BEGIN Supplied records

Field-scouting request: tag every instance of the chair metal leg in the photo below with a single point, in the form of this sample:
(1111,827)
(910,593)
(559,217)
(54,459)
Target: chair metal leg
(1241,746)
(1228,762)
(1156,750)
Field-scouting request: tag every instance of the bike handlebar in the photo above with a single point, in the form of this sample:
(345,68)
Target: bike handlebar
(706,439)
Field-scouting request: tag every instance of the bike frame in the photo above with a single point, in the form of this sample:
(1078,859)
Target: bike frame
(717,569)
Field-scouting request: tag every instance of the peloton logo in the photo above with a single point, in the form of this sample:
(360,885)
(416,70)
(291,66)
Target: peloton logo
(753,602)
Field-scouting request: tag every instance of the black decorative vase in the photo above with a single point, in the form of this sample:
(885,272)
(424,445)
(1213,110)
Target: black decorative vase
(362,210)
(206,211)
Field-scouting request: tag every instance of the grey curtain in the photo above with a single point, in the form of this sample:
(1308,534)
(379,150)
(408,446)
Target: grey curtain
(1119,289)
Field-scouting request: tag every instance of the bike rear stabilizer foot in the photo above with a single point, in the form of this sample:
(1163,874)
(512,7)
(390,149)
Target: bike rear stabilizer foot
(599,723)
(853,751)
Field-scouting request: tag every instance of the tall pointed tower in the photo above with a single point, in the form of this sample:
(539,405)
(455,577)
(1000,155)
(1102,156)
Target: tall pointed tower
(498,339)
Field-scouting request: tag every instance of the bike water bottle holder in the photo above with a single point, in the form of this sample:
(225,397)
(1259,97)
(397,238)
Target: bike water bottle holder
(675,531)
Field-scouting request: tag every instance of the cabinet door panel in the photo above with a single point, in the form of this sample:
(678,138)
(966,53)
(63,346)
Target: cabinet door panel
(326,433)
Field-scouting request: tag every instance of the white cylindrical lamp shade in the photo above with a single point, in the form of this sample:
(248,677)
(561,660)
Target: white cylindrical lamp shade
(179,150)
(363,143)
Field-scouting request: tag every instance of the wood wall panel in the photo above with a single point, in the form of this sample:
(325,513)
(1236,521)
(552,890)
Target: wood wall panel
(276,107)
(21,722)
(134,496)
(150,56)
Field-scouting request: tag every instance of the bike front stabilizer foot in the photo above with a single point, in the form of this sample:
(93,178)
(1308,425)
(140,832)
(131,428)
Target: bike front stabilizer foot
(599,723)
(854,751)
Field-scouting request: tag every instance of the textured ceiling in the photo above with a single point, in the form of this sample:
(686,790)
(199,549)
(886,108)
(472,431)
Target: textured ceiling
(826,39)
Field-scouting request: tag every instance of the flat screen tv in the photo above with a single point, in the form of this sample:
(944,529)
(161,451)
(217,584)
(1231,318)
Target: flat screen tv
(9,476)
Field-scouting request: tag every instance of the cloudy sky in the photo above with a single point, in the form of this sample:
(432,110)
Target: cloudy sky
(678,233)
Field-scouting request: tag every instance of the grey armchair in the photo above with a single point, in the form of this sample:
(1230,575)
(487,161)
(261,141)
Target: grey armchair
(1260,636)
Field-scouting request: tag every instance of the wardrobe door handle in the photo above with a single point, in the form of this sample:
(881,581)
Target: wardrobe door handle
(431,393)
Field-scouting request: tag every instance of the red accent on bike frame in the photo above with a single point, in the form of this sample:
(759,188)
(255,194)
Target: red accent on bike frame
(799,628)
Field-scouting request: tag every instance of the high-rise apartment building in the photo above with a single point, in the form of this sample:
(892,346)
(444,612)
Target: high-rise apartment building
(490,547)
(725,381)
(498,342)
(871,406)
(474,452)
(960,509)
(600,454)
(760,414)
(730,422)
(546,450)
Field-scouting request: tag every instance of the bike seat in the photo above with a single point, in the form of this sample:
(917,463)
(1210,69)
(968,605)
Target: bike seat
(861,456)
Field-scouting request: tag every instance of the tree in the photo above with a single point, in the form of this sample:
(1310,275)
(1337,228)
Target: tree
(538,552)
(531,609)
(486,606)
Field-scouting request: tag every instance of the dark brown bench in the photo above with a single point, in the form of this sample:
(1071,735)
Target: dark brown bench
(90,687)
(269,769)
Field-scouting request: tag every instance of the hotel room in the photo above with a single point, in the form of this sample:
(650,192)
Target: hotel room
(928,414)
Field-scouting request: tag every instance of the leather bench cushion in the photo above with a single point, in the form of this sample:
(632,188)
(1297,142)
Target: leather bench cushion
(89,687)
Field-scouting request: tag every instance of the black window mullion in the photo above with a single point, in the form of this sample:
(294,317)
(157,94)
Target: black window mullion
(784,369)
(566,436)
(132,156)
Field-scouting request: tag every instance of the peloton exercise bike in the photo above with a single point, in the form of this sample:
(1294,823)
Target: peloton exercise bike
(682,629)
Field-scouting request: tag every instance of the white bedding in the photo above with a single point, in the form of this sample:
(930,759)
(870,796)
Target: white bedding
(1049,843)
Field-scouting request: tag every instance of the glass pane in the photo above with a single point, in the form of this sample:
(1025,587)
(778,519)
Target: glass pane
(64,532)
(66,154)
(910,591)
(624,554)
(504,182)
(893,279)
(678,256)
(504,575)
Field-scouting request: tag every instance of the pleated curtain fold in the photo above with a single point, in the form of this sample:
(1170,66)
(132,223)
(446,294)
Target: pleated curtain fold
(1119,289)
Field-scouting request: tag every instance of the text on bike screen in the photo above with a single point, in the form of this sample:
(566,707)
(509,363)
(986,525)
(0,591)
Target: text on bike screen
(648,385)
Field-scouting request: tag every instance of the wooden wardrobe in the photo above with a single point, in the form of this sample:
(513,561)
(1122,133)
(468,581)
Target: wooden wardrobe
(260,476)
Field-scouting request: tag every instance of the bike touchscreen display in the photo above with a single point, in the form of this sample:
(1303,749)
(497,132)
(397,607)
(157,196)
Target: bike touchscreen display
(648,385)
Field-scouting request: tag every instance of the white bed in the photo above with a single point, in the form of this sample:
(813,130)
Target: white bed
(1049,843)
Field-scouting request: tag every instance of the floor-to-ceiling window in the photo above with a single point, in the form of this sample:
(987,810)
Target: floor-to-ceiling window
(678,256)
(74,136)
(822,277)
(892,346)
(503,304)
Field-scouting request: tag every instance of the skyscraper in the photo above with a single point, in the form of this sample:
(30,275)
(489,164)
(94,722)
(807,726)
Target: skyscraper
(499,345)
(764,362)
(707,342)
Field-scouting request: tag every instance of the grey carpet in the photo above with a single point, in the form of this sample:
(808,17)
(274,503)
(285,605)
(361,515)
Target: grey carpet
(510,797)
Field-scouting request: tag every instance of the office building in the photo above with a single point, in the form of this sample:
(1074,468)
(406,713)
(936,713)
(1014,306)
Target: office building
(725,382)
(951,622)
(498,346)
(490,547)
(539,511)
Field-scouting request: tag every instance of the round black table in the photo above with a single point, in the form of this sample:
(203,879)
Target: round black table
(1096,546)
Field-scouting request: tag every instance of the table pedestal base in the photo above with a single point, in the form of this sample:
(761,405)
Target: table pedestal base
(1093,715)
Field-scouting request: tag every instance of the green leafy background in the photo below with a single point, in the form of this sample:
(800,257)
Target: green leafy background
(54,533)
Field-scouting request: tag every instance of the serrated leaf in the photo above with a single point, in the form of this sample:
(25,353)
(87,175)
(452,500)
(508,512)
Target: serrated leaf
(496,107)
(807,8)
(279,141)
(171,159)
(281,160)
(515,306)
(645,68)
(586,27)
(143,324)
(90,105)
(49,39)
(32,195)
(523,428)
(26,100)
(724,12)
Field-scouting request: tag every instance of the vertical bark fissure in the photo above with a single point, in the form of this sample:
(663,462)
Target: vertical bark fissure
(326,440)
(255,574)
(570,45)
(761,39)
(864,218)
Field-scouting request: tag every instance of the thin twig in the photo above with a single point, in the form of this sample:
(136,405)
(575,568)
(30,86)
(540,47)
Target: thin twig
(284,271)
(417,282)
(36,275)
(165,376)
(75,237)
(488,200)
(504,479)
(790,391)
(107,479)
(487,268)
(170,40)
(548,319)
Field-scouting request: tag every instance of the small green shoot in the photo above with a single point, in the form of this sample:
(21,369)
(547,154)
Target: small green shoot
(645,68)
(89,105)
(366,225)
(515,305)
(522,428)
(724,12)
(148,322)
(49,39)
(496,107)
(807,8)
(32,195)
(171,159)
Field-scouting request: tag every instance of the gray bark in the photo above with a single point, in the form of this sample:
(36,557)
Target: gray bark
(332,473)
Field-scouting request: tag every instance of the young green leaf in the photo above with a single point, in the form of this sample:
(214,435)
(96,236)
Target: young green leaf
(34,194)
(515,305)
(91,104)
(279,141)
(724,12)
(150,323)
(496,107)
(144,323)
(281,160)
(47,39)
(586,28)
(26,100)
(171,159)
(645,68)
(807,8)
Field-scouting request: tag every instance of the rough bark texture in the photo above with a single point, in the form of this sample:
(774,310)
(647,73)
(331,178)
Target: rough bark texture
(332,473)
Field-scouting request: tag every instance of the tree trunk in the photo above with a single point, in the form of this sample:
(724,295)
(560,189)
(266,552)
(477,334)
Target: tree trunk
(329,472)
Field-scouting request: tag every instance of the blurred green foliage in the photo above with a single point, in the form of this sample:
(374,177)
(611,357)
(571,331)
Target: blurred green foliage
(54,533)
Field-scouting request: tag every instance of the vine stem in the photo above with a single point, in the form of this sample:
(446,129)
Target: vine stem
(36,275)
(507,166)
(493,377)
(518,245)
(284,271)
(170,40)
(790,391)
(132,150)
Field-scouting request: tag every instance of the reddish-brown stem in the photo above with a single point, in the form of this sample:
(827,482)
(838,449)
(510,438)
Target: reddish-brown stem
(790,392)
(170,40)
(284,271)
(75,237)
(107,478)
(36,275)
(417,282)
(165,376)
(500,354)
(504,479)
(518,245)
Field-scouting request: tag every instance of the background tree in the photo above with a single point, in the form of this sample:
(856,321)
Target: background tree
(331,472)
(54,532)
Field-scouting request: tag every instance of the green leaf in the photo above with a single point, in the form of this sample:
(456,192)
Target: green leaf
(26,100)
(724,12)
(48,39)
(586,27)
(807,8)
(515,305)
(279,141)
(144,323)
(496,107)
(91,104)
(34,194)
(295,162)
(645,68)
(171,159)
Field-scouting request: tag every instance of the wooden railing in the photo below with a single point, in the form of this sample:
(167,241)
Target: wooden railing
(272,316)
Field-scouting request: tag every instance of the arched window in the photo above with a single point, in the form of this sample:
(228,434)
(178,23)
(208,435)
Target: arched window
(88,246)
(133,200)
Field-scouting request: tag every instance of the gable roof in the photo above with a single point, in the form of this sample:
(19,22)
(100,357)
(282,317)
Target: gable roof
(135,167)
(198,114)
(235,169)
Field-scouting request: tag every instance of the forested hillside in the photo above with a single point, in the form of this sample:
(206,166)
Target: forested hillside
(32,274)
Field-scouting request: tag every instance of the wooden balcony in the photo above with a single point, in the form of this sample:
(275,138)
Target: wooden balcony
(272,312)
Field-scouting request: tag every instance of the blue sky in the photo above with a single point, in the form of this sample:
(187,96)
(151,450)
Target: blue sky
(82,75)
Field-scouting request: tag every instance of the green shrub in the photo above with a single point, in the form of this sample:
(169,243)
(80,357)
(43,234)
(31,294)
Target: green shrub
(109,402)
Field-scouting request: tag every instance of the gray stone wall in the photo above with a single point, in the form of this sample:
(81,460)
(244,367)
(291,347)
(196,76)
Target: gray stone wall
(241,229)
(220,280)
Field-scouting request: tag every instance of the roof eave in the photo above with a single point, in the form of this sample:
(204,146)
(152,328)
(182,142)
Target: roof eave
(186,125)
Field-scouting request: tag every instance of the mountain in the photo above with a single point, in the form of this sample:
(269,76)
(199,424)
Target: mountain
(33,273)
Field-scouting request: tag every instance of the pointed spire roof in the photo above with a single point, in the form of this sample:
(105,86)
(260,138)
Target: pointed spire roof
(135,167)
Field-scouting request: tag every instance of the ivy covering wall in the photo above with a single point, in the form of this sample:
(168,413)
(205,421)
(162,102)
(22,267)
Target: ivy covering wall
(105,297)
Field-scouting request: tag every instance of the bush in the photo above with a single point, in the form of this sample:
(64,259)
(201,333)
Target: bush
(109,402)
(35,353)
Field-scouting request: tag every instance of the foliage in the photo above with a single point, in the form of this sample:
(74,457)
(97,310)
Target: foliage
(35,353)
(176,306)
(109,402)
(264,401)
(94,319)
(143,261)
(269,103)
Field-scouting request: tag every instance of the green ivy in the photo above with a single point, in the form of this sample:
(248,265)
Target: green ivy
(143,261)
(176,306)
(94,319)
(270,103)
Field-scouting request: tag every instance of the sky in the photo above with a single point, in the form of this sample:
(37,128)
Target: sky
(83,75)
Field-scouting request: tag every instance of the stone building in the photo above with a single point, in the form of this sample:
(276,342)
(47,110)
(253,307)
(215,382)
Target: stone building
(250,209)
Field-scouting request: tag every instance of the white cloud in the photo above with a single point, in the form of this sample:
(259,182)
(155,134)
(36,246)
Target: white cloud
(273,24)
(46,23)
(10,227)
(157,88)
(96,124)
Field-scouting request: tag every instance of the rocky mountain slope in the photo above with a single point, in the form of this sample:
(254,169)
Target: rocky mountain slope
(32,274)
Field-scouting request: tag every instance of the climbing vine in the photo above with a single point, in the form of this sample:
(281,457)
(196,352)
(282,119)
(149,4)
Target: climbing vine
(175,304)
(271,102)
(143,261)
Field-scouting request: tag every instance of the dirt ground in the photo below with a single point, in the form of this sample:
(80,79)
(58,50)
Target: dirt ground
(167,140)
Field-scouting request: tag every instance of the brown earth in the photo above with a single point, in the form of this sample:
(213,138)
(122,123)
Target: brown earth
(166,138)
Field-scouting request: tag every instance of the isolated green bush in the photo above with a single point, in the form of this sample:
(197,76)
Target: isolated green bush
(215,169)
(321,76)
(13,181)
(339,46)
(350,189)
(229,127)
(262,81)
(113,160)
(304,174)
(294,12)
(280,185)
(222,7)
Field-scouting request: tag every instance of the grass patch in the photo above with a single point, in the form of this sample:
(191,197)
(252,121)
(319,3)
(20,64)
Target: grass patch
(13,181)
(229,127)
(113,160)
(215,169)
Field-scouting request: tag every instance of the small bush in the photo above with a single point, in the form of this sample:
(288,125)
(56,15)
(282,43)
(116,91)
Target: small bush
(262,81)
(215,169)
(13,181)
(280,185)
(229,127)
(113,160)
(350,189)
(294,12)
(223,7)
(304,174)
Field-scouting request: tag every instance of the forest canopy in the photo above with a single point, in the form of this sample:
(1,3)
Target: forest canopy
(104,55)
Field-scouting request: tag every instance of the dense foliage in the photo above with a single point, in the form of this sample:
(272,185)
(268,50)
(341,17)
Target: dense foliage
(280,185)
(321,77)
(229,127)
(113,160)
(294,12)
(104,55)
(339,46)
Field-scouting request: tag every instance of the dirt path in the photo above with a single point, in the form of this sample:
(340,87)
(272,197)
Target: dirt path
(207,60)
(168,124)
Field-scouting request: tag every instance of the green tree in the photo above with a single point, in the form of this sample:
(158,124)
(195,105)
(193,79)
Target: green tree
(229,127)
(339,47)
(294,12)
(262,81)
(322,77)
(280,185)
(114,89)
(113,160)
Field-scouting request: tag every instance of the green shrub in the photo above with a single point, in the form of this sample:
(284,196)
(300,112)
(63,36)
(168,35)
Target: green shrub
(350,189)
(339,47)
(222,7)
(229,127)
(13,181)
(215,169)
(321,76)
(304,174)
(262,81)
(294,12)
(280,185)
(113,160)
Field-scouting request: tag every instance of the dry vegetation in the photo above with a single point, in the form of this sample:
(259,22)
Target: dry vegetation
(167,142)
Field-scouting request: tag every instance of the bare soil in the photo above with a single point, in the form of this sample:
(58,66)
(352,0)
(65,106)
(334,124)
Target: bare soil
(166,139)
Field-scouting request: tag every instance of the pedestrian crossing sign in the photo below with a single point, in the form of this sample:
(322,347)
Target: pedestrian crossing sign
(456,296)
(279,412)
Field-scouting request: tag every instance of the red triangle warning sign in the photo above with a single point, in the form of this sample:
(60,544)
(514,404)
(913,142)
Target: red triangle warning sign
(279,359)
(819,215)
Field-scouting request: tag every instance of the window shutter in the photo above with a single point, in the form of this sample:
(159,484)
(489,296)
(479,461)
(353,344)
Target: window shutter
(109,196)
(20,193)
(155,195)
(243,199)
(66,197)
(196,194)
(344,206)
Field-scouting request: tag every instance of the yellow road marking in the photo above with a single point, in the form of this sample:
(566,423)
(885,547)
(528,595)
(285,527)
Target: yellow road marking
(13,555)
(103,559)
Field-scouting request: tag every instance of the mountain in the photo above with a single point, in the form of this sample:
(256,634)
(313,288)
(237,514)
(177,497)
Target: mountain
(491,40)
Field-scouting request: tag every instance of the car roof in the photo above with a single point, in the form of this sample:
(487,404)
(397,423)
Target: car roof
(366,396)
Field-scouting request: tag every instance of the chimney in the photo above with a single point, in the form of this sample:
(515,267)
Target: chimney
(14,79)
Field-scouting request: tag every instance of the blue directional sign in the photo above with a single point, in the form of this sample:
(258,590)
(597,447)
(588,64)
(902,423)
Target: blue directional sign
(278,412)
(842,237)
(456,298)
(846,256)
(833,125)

END Supplied records

◆ Stated task
Take every line from the one containing "Field-scouting request: tag every instance of the car" to the end of the listing and output it exactly, with nothing else.

◆ Response to the task
Field-scouting request: tag every instance of the car roof in the photo above with a single point, in the form of this sample:
(487,404)
(397,423)
Target: car roof
(366,396)
Field-scouting request: tag every instance of the chimney in the photo above with a single point, in the form of this sample:
(515,267)
Target: chimney
(14,79)
Field-scouting request: tag every instance of the blue directional sign in the photo above with a single point, in the form of this sample:
(258,590)
(597,447)
(588,64)
(902,423)
Target: blue directional sign
(278,412)
(842,237)
(456,298)
(846,256)
(833,125)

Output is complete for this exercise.